ワィンディングで乗せてもらえる事に。やったー!
車の試乗は、街中の低速の方がメリットやデメリットなど、推測しやすいのですが、この走りやすい気持ちいいステージだと、逆に掴みにくい・・・が、そんな事気にしてられないくらい気持ちは高揚しました。
あれ?ATなの?どうしてMTにしなかったの?と聞くと
MT設定がないとの事。
そして、台数が世界で99台で、日本に40台程度入っているうちの貴重な1台。
・・・ひぇーーー。
さて
3人乗車しての試乗開始です。オーナーはミニクラブマンの試乗で、後ろから追走。
まずは、下りのワィンディングに向けて、駐車場からの移動での微妙な凸凹のインフォメーション。
痺れる脚と車体の補強剛性とタイヤの大きさ、すんごい味付けを実感。
これは、まさに、E60M5、M6、E46M3、E92M3を、本物のショップがノウハウとお金を贅沢にかけてバリバリのサーキット仕様にしたあの感じです。スピードレンジ上げるとどのような挙動かも瞬時で察せられました。
しかし・・・軽い。
闇雲にチューンしてセットすると、上記の車でもバタバタ感、つまり重さを直に感じます。それはそのまま、速度を上げると比例したようにバタバタ感は残り、かなりナーバスなセットとなります。
でかいタイヤに強いバネと硬いだけの脚周り。運転は面白いけど、天候とステージを著しく限定する懐の浅いセット。
さすがレース屋のアルピナさん!

表示された行 -

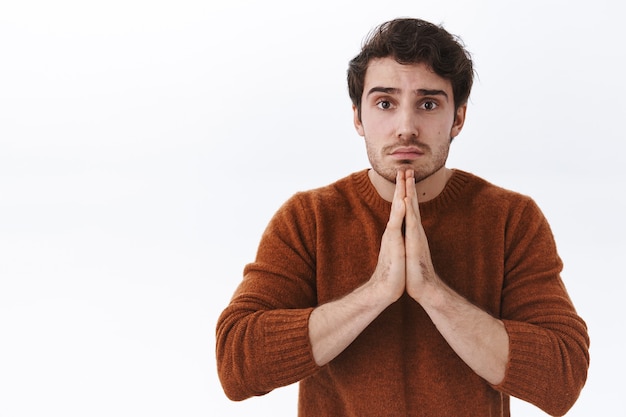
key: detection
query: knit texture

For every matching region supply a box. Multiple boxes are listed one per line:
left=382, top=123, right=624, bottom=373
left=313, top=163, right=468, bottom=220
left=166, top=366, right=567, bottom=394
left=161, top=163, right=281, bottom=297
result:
left=217, top=170, right=589, bottom=417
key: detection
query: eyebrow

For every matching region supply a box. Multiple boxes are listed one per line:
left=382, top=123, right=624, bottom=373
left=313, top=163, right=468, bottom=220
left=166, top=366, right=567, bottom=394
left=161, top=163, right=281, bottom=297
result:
left=367, top=87, right=448, bottom=100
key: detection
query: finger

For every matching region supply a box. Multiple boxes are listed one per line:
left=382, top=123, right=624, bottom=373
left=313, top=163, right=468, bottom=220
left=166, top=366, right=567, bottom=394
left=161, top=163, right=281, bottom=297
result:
left=405, top=169, right=422, bottom=227
left=389, top=170, right=406, bottom=230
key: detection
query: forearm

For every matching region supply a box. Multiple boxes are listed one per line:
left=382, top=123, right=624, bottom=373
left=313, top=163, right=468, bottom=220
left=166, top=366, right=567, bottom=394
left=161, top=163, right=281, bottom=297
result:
left=309, top=282, right=389, bottom=366
left=420, top=282, right=509, bottom=385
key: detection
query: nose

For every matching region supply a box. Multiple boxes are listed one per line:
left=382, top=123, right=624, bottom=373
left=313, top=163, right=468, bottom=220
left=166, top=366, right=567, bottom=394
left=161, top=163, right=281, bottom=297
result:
left=396, top=107, right=419, bottom=140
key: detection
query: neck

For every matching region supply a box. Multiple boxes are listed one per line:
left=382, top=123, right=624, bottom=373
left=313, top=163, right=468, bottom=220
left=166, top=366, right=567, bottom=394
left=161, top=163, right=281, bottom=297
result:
left=368, top=166, right=452, bottom=203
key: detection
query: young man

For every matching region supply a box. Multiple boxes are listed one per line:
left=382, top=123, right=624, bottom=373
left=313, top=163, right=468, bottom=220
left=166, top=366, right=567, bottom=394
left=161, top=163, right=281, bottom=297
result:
left=217, top=19, right=589, bottom=417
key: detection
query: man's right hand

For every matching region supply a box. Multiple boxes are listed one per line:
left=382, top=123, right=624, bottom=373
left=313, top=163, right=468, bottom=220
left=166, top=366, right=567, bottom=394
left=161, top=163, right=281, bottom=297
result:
left=368, top=170, right=414, bottom=305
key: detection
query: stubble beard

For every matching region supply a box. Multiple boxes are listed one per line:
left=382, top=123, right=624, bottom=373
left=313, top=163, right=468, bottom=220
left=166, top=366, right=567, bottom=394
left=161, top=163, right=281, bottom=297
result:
left=367, top=142, right=450, bottom=184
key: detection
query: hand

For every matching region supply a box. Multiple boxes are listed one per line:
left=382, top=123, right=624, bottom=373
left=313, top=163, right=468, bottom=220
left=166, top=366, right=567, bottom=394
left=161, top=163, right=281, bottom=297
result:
left=396, top=170, right=439, bottom=303
left=370, top=171, right=408, bottom=304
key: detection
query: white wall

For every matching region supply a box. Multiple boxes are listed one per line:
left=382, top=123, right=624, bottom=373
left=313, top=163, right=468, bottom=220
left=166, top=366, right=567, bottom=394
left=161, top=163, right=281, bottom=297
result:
left=0, top=0, right=626, bottom=416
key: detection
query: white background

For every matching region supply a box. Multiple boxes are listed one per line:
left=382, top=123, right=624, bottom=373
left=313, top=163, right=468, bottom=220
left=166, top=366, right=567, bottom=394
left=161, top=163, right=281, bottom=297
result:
left=0, top=0, right=626, bottom=417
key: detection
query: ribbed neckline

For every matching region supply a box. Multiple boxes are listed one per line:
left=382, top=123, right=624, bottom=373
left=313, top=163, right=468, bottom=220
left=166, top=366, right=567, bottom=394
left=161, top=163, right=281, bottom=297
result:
left=352, top=169, right=472, bottom=215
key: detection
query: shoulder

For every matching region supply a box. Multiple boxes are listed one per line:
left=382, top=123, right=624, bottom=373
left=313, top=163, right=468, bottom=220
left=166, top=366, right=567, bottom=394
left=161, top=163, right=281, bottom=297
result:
left=455, top=170, right=536, bottom=211
left=287, top=170, right=371, bottom=208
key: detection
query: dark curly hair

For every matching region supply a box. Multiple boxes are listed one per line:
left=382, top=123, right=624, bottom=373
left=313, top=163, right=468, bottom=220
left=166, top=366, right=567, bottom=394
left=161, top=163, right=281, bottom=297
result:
left=348, top=18, right=474, bottom=119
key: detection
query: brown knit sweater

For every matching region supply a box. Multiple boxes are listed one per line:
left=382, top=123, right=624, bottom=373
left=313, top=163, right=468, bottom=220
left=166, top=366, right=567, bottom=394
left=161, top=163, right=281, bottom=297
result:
left=217, top=170, right=589, bottom=417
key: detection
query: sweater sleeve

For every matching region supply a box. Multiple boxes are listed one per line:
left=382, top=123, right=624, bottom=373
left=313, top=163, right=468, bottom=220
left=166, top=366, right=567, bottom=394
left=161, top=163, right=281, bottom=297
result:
left=216, top=197, right=318, bottom=400
left=494, top=197, right=589, bottom=416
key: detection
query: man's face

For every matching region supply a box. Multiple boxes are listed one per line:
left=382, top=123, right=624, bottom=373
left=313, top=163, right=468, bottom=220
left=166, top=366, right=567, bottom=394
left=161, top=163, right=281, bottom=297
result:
left=353, top=58, right=466, bottom=182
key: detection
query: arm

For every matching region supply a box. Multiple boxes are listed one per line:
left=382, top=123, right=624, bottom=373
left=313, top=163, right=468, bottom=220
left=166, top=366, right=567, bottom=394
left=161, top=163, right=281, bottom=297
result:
left=406, top=171, right=589, bottom=415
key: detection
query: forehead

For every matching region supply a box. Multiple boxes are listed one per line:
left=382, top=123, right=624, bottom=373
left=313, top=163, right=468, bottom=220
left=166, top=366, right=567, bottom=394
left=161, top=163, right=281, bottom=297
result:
left=363, top=57, right=452, bottom=97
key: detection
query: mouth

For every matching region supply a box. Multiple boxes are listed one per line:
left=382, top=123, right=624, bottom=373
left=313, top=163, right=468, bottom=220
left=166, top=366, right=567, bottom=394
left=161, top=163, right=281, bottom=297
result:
left=390, top=146, right=424, bottom=160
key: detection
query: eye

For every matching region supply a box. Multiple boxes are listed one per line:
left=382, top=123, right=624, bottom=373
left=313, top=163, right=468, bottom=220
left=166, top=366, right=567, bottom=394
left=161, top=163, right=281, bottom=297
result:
left=376, top=100, right=391, bottom=110
left=420, top=100, right=439, bottom=110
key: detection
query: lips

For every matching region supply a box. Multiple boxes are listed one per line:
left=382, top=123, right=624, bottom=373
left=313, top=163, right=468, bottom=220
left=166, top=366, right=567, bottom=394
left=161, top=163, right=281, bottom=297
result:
left=391, top=146, right=424, bottom=159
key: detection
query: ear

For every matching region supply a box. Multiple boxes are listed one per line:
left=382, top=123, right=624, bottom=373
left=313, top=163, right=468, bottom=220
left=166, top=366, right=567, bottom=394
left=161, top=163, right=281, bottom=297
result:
left=352, top=104, right=365, bottom=137
left=450, top=103, right=467, bottom=139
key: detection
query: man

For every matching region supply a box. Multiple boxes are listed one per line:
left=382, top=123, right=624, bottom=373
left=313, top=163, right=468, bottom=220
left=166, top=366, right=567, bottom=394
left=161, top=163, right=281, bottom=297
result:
left=217, top=19, right=589, bottom=417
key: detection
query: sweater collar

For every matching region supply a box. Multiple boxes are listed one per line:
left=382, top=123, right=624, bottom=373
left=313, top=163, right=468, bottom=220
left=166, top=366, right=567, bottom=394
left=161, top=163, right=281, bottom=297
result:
left=352, top=169, right=472, bottom=214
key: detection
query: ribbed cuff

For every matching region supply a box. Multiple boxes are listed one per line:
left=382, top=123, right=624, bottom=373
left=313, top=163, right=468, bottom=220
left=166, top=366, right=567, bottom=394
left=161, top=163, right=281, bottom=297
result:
left=263, top=308, right=319, bottom=386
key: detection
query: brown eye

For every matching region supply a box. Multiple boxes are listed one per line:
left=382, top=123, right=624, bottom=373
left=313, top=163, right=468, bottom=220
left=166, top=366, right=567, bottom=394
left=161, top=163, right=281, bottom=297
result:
left=422, top=101, right=437, bottom=110
left=376, top=100, right=391, bottom=110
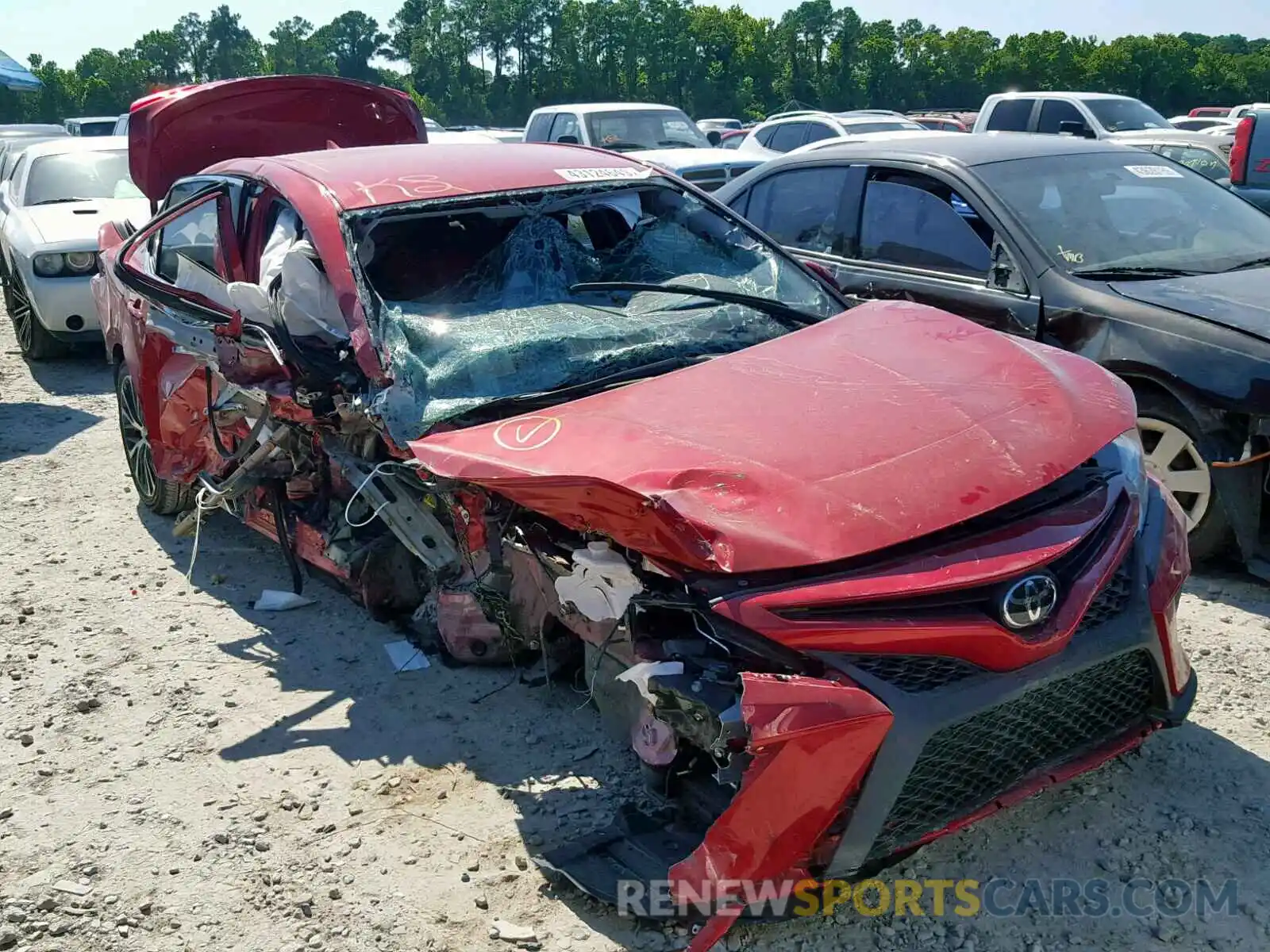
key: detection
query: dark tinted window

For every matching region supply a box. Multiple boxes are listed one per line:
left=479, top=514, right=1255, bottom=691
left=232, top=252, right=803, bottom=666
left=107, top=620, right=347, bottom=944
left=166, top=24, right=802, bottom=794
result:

問題 A -
抜粋文について、次の問いに答えよ。
(i) この車がATである理由として、何と言われたか。
(ii) この車は世界で何台あり、そのうち日本には何台程度入っているか。
(iii) オーナーは何に乗って後ろから追走したか。
問題 B - 抜粋文では、この車が「貴重な1台」とされている。そう言える理由を説明せよ。
問題 C - アルピナ試乗記の抜粋文を、最後の文の後から書き進めよ。
行は参照しなくてよい。

解答 A -
(i) MT設定がないため。
(ii) 世界で99台あり、日本には40台程度入っている。
(iii) ミニクラブマン。

解答 B - この車は世界に99台しかなく、日本にはそのうち40台程度しか入っていない。この車はその中の1台だからである。

解答 C -
「どや!?これが本物やで」といわれている感じです。十勝で乗ったレーシングマシンのS耐M3と剛性比較できないと思いましたが、いやいや、室内ゲージ巻いて無いのに、これなに?と言うくらいの剛性感。市販の後付で固めた車と違い、ボディから手を入れている感じがします。
コースに出る前に、うっとりしてしまいました。と、同時に、走りようがないのも判ってしまい困惑まじりでコースイン。走りようが無い、というのは、性能を堪能する楽しみを感じられるコースレンジではないので、例えば「F1の試乗をピットロードのみで走る」の感覚です(なんじゃそりゃ笑)
下りのコース。本当にやる事がありません。素晴らしすぎます。
これまでの市販のアルピナさんは、ドライビングプレジャーの快感を感じられるスピードレンジの設定を低いところから感じられるように、また、腕の見せ所を発揮できるように、積極的にロールさせるセットを見せていました。ロールと言っても、日本車のように車体から捩れるような感じではなく、脚だけが動くのです。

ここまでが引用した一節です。